Minggu, 19 Februari 2012

Onde-onde dan Kebudayaan Khas Indonesia

Onde-onde. Kita semua tahu onde-onde. Jajanan pasar tradisional. Bisa ditemukan dengan mudah di mana pun di seluruh Indonesia. Bulat kecoklatan dengan bintik-bintik putih wijen, onde-onde paling enak dimakan saat hangat. Isi kacang hijaunya memberi rasa manis di mulut saat kita gigit. Salah satu makanan kesukaanku waktu SD. Aku tidak pernah lupa membeli onde-onde di tukang gorengan di samping sekolah bila mama sedang berbaik hati dan memberikan aku uang jajan.

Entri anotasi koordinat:
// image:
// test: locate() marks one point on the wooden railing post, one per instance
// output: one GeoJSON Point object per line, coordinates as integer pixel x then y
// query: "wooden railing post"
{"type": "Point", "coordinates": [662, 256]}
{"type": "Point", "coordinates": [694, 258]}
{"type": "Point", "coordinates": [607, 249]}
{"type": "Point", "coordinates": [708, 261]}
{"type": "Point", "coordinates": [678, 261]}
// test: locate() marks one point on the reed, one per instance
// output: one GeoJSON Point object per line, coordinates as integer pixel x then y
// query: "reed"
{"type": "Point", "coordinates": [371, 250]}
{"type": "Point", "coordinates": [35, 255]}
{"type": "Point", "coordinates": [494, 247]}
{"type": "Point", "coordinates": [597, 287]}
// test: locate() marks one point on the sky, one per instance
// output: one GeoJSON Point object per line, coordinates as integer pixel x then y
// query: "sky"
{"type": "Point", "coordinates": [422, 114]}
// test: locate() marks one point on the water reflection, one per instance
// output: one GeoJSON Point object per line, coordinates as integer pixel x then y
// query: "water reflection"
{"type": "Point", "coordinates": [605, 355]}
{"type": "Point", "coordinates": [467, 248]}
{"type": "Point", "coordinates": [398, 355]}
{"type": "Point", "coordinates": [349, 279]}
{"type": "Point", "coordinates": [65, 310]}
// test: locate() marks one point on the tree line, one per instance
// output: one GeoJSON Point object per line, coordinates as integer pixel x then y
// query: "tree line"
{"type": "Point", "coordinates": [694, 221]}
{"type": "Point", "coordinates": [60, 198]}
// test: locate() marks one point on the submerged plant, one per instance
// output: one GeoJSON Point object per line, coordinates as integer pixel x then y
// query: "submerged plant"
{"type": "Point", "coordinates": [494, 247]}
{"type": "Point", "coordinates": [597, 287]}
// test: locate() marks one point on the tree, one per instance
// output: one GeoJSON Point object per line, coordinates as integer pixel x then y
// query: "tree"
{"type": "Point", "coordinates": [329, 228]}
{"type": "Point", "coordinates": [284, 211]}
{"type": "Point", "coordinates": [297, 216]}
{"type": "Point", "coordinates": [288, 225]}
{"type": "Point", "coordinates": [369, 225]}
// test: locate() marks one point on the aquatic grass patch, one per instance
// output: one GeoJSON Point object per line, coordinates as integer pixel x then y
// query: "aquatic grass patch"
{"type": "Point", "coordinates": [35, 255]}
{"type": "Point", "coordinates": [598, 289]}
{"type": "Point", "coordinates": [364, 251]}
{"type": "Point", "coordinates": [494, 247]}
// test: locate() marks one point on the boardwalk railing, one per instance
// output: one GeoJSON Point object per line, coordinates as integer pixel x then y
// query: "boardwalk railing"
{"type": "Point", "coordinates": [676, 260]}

> _Tugas_:
Salin seluruh kutipan tentang onde-onde itu tanpa mengubah satu kata pun. Data di atas merupakan bahan tersendiri.

> _Jawaban Lengkap_:
Minggu, 19 Februari 2012

Onde-onde dan Kebudayaan Khas Indonesia

Onde-onde. Kita semua tahu onde-onde. Jajanan pasar tradisional. Bisa ditemukan dengan mudah di mana pun di seluruh Indonesia. Bulat kecoklatan dengan bintik-bintik putih wijen, onde-onde paling enak dimakan saat hangat. Isi kacang hijaunya memberi rasa manis di mulut saat kita gigit. Salah satu makanan kesukaanku waktu SD. Aku tidak pernah lupa membeli onde-onde di tukang gorengan di samping sekolah bila mama sedang berbaik hati dan memberikan aku uang jajan.